**TASK OBJECTIVE**
Which lines below contain the word "bracket"? Gather each of them in full, and note that case counts.

(Region annotation entries)
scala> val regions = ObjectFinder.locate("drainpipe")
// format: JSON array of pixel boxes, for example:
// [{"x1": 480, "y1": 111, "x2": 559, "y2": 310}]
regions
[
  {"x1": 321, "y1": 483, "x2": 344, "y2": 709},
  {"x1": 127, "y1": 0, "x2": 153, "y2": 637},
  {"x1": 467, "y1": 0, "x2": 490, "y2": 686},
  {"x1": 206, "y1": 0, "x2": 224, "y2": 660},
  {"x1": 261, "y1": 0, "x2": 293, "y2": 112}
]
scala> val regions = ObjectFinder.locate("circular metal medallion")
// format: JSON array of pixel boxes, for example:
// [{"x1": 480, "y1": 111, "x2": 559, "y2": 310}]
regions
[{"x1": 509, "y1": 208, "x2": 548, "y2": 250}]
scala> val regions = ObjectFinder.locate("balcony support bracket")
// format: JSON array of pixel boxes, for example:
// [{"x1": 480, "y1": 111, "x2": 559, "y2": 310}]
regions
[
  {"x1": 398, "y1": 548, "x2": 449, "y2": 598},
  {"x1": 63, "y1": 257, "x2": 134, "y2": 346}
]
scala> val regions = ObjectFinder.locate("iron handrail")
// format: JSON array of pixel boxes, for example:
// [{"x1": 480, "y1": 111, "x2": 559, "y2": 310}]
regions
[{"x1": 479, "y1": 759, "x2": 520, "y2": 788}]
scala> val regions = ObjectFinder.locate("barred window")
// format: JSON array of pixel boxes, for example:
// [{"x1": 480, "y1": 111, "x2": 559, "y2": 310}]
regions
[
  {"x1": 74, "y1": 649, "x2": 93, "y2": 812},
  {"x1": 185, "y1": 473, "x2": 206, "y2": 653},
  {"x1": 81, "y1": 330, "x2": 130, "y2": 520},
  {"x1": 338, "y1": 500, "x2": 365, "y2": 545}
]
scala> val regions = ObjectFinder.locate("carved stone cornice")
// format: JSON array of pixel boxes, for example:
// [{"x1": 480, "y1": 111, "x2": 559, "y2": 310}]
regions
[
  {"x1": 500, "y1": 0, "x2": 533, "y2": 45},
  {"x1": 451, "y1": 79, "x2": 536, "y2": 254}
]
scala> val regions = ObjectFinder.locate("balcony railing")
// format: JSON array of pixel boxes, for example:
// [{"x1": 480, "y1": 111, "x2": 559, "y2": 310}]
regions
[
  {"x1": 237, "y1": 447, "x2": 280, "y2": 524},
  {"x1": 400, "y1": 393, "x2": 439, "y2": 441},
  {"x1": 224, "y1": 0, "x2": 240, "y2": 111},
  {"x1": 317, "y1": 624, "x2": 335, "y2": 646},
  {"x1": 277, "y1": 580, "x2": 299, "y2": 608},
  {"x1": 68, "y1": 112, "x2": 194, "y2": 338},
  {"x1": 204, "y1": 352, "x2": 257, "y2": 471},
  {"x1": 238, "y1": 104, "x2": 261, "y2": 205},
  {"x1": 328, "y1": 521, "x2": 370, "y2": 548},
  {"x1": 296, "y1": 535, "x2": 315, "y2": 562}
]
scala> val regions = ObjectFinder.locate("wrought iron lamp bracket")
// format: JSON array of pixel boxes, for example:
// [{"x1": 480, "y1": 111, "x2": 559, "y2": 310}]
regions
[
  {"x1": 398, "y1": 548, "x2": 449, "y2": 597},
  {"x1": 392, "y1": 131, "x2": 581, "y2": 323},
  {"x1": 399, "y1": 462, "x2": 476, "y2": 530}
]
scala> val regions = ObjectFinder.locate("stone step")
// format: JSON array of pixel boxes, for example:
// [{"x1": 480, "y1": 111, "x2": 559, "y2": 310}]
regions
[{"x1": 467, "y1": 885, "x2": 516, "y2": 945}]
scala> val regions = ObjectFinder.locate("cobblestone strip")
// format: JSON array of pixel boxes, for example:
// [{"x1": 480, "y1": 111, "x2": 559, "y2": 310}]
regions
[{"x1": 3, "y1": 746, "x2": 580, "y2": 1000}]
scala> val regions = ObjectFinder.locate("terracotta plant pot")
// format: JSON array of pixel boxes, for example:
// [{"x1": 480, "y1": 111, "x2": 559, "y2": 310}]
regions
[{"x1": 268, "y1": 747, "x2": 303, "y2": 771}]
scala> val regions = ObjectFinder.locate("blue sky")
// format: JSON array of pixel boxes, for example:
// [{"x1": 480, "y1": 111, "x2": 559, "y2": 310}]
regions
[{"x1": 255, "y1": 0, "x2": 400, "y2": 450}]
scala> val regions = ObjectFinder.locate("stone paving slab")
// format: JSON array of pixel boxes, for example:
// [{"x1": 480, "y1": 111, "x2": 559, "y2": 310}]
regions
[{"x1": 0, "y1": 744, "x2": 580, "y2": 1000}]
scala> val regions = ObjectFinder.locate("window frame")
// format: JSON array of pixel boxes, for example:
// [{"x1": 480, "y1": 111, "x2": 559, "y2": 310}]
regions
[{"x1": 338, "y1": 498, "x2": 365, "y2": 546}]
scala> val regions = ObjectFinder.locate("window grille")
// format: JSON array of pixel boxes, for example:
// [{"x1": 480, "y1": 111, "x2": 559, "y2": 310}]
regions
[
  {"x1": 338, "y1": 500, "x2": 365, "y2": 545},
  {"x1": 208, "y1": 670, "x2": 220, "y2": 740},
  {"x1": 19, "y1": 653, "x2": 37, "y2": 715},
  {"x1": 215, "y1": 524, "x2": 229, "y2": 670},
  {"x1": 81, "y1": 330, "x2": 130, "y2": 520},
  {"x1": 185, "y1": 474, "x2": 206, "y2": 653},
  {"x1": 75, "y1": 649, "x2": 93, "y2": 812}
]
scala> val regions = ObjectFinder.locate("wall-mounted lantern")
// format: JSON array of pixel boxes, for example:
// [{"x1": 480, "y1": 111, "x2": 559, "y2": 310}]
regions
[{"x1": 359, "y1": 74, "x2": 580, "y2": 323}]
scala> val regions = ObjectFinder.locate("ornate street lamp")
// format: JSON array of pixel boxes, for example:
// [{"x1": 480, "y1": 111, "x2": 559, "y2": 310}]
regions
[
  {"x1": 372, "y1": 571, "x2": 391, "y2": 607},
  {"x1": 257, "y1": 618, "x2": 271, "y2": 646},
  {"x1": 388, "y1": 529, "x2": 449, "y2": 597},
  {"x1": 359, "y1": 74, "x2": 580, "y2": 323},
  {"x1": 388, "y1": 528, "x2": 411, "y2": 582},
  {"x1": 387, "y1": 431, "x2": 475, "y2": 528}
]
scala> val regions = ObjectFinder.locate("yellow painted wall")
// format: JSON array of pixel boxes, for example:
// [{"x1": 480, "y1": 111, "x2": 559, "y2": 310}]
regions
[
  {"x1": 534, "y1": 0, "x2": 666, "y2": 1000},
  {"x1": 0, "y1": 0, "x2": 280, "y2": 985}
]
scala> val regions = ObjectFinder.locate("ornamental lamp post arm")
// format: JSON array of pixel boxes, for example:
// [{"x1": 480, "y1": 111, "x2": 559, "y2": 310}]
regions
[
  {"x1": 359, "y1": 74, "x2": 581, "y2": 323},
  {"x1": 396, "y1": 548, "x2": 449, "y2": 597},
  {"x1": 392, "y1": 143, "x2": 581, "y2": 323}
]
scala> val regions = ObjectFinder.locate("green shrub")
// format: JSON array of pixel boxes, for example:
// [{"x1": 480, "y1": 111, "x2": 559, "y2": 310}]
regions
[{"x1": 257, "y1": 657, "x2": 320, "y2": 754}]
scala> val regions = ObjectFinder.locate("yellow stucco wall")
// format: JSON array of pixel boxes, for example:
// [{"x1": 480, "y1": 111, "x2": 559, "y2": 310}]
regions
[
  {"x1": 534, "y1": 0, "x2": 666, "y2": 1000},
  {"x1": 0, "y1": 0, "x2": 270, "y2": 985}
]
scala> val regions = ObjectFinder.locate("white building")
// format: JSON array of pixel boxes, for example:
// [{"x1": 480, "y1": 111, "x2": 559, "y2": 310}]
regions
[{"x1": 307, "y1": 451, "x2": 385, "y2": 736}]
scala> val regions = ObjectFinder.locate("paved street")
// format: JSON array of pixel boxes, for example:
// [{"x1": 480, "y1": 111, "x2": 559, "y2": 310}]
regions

**CORRECT RESPONSE**
scala> val regions = ObjectFinder.locate("balcony support bracket")
scala> val regions = ObjectFinder.locate("wrought iron lamp bracket")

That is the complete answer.